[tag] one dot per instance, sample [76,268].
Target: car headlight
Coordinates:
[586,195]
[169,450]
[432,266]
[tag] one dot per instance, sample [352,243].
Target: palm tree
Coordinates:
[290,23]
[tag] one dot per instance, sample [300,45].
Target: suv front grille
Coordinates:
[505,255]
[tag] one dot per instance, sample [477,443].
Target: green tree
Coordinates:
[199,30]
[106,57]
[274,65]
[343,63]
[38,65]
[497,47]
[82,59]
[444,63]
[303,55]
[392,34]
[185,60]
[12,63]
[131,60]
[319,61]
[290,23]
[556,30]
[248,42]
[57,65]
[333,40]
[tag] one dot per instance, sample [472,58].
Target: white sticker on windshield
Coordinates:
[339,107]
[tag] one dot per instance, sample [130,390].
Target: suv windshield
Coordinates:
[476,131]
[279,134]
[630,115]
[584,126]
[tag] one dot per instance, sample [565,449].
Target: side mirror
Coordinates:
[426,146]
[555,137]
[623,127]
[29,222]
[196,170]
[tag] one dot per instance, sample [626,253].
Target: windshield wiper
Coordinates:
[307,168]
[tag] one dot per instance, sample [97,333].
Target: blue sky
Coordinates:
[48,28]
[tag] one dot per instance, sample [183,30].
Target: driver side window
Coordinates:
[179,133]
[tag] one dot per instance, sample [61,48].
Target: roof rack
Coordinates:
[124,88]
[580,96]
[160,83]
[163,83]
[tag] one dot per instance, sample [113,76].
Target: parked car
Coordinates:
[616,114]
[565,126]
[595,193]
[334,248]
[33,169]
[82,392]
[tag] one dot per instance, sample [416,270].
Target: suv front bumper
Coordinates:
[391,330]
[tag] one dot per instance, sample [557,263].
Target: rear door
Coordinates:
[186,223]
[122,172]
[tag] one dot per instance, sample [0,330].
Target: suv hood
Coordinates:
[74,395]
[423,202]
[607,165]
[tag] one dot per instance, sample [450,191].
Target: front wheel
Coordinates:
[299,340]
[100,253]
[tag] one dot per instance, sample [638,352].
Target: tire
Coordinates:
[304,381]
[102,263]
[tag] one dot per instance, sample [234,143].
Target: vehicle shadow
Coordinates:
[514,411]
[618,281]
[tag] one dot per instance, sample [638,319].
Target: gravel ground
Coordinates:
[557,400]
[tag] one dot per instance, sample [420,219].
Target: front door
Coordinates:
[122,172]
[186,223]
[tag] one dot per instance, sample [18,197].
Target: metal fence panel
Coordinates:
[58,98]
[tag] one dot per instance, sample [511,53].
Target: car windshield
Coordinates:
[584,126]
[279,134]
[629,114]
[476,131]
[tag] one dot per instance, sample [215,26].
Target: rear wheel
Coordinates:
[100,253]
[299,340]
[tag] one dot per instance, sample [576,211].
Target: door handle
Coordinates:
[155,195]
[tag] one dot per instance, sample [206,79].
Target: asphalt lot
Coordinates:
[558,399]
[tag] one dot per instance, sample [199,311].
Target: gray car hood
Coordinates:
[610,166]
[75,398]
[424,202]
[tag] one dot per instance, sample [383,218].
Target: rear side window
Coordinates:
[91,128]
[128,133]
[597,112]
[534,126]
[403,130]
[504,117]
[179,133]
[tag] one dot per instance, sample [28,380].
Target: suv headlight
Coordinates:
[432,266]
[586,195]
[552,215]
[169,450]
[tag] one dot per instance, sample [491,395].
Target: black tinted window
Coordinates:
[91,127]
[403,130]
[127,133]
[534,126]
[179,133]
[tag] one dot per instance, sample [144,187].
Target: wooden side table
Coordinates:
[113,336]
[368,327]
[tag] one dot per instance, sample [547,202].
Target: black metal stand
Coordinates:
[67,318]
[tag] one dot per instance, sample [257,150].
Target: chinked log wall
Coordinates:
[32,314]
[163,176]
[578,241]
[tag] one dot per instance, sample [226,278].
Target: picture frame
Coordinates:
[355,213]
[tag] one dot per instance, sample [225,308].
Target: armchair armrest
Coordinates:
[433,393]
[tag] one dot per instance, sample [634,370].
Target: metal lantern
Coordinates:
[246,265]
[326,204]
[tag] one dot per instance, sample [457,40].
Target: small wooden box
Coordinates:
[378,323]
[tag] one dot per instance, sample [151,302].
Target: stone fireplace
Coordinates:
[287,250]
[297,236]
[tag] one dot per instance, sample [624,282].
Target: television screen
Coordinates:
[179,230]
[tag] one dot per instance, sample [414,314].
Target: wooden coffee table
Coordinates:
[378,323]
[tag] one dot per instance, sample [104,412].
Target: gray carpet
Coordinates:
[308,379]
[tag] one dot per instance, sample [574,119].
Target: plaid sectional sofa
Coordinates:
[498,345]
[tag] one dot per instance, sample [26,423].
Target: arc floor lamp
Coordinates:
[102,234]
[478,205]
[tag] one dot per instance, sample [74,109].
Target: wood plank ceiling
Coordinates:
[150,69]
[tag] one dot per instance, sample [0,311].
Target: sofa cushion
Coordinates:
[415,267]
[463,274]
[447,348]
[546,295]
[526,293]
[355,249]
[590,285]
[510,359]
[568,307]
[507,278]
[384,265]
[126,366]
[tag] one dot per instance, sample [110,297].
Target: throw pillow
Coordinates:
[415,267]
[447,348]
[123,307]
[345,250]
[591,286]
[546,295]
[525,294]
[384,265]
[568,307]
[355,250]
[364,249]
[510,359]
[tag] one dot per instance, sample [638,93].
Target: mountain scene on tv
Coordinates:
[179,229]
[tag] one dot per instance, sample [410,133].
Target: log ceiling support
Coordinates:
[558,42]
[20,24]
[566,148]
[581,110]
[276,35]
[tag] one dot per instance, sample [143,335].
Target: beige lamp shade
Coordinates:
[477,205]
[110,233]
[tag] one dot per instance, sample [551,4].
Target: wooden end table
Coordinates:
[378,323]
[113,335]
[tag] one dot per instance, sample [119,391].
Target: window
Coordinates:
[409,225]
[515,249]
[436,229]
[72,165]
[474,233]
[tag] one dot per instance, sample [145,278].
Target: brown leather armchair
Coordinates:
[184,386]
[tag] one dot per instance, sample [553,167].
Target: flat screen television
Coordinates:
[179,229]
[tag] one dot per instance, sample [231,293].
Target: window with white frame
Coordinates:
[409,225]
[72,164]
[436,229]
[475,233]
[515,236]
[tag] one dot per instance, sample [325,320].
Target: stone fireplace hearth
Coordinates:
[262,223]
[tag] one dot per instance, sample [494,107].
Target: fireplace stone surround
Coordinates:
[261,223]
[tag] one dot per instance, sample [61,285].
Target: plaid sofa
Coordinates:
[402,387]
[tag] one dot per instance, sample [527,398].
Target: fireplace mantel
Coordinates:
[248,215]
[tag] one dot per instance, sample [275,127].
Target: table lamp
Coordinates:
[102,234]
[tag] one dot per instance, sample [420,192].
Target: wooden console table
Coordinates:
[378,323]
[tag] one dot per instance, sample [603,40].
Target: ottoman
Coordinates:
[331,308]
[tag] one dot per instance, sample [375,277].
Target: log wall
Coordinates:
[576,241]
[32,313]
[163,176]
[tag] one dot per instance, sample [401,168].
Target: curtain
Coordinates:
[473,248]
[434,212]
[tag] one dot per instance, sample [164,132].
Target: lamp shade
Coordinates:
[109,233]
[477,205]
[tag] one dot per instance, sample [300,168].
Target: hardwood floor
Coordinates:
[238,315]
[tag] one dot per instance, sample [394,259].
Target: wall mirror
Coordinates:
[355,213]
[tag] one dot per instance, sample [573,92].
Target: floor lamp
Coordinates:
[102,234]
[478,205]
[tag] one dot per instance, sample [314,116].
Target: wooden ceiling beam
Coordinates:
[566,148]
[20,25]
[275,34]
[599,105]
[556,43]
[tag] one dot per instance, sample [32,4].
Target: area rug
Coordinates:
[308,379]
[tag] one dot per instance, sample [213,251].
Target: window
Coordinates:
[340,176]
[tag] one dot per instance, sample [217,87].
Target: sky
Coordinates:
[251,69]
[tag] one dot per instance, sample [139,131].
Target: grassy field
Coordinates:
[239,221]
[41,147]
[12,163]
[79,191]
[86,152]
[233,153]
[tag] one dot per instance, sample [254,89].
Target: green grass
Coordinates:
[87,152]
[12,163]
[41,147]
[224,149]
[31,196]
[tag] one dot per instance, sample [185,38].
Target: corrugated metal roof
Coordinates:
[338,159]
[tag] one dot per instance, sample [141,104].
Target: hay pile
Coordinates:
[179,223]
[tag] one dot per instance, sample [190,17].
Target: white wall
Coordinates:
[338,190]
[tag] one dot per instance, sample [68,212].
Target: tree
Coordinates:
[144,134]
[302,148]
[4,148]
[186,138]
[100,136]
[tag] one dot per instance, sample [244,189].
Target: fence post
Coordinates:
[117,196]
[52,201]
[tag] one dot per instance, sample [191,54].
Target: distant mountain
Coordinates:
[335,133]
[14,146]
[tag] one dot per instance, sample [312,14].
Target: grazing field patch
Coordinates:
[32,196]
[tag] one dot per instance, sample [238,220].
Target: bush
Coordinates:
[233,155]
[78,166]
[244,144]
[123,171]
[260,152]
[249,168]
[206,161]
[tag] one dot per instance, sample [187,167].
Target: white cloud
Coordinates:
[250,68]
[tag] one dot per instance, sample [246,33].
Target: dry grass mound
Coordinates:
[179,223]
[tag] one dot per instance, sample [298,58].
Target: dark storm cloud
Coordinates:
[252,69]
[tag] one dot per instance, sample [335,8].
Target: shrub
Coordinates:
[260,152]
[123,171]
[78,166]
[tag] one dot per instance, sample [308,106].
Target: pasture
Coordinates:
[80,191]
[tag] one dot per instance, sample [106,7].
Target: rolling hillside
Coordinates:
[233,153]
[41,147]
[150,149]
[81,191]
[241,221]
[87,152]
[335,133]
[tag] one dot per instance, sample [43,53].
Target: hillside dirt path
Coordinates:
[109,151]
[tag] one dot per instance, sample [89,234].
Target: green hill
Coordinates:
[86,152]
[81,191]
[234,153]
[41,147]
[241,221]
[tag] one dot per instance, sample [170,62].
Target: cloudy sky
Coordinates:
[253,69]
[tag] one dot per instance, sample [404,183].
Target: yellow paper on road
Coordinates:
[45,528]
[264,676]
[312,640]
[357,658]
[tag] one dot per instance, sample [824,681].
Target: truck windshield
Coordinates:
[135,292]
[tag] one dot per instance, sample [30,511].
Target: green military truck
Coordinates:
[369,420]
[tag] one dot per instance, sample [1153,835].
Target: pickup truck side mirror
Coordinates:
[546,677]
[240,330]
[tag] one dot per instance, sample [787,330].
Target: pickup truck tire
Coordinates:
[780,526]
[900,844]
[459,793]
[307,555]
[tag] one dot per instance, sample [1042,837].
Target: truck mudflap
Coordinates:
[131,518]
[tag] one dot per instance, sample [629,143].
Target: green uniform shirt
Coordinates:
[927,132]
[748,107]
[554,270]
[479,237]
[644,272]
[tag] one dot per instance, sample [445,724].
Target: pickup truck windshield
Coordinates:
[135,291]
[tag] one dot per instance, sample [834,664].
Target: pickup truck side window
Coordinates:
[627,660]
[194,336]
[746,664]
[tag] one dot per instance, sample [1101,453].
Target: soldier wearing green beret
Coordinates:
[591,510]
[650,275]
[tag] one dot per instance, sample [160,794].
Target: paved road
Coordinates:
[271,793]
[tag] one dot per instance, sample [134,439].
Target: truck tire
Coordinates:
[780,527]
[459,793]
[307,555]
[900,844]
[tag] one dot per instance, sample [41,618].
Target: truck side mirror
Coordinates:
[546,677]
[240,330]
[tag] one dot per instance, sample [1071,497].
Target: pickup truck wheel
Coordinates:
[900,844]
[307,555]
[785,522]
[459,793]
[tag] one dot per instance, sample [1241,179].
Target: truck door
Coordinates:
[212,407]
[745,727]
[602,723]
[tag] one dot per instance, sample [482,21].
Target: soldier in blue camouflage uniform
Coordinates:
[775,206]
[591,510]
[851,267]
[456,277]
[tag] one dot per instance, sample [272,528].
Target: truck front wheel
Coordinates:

------------------------------------------------

### Set exercise:
Reproduce verbatim the stretch from the line that contains "[tag] one dot per instance, sample [1241,179]." through the final line of the items, both ends included.

### Written answer:
[tag] one dot per instance, sample [1241,179].
Target: truck door
Coordinates:
[212,407]
[745,727]
[602,723]
[tag] one dot per instance, sample [482,21].
Target: soldier in blue camouflage uniform
Coordinates:
[775,206]
[591,510]
[851,267]
[456,277]
[tag] one dot per instance, sample [272,528].
Target: truck front wheel
Coordinates:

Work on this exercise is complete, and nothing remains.